=== Selected excerpt ===
== == ==

The bottom line is that you should only really expect to get .xlsx documents out of Excel for the iPad. It’s inconvenient to get anything else, and the options available are probably not what you want anyway.
As a final note on getting content out of Excel, copy/pasting is a bit odd, to say the least. Let’s take a basic example of copying some plain text out of a few cells. You can switch to another tab or a whole other document in Excel and paste it without a problem. However, it’s a real toss up what will happen everywhere else. Pasting into Drafts and a note in OmniFocus pasted the data in tab-separated text, which is good. However, most apps accept the data as an image. Pasting into Apple Notes and other note-taking apps gives you an image of a spreadsheet. This is not a phenomenon you’ll see when pasting data from something like Apple Numbers or Google Sheets, so it’s very odd to see from Excel.
Files Integration
On a better note, Excel works pretty well with the Files app for iOS. If you have a file saved to iCloud or Dropbox, you can open it in Excel on the iPad, do whatever you want with it, and then save the changes directly to where the file came from. You even get all of Excel’s autosave functions and “recent documents” features when editing files outside of OneDrive, which is nice (the recent documents list only works locally though, and will not sync across other devices).
Collaborative Spreadsheets
Excel for the iPad supports collaboration both in the form of comments and real time collaborative editing. Any document that is saved to OneDrive can be shared with someone (or many people) else so they can view the file. Depending on what you’re doing, you can choose to give each person access to comment only, or to make edits.
Comments show up in the document like all other versions of Excel, and the app will send you a push notification when comments come in. These comments of course sync across all devices accessing your spreadsheet.
If you give someone else the ability to edit, they’ll be able to open the document and start making changes or leaving comments in real time. If they are in the document at the same time as you, you’ll be able to see them making changes as they go. It’s pretty slick and works reliably in my experience.
Alternatives
There are really two alternatives to Excel that matter on the iPad: Numbers and Google Sheets. Numbers comes from Apple and is a better overall piece of software in my opinion. While Excel feels caught between a desktop and mobile experience, Numbers feels much more like a “no compromises” experience when compared to the desktop-based version. It has a friendlier interface, feels like it was designed for iOS, takes advantage of most modern iOS features, and generally just gets out of your way and lets you work. It’s not nearly as good at real-time collaboration, though.

== == ==

=== Provided data ===
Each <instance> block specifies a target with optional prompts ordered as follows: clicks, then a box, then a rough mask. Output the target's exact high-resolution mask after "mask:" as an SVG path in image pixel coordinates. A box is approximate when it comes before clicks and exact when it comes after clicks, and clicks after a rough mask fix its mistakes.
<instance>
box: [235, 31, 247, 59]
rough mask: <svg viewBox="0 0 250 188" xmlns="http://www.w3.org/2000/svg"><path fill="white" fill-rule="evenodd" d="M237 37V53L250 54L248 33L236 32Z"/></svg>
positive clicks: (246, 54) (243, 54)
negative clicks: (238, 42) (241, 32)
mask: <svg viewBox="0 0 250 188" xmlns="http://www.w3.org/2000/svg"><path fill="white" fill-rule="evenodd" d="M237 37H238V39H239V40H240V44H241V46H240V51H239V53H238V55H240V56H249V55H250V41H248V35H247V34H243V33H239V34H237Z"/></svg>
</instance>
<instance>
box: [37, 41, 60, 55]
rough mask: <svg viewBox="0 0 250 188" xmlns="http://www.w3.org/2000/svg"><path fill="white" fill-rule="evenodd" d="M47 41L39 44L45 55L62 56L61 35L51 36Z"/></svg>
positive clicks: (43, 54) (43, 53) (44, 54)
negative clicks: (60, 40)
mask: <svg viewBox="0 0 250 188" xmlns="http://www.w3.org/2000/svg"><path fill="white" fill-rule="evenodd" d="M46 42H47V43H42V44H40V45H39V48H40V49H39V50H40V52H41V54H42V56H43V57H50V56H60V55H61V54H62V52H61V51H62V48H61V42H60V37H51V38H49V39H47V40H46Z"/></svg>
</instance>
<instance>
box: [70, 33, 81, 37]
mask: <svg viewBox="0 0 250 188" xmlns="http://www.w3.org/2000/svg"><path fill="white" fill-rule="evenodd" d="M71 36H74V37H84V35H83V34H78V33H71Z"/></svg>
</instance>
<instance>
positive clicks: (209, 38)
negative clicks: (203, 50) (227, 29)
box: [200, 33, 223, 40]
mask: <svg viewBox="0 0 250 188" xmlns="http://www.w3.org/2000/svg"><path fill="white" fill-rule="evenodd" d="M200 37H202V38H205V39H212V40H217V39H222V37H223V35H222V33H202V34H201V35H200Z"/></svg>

== == ==

=== Work to complete ===
1. Return the passage of the text on Excel for the iPad from "Comments show up" to "accessing your spreadsheet.", copied word for word.
2. List the apps that the text on Excel for the iPad names as places where data copied from Excel was pasted.
3. Translate this sentence from the text on Excel for the iPad into Spanish: "Comments show up in the document like all other versions of Excel, and the app will send you a push notification when comments come in."

=== Solutions ===
1.
Comments show up in the document like all other versions of Excel, and the app will send you a push notification when comments come in. These comments of course sync across all devices accessing your spreadsheet.

2.
Drafts
OmniFocus
Apple Notes

3. Los comentarios aparecen en el documento como en todas las demás versiones de Excel, y la aplicación te enviará una notificación push cuando lleguen comentarios.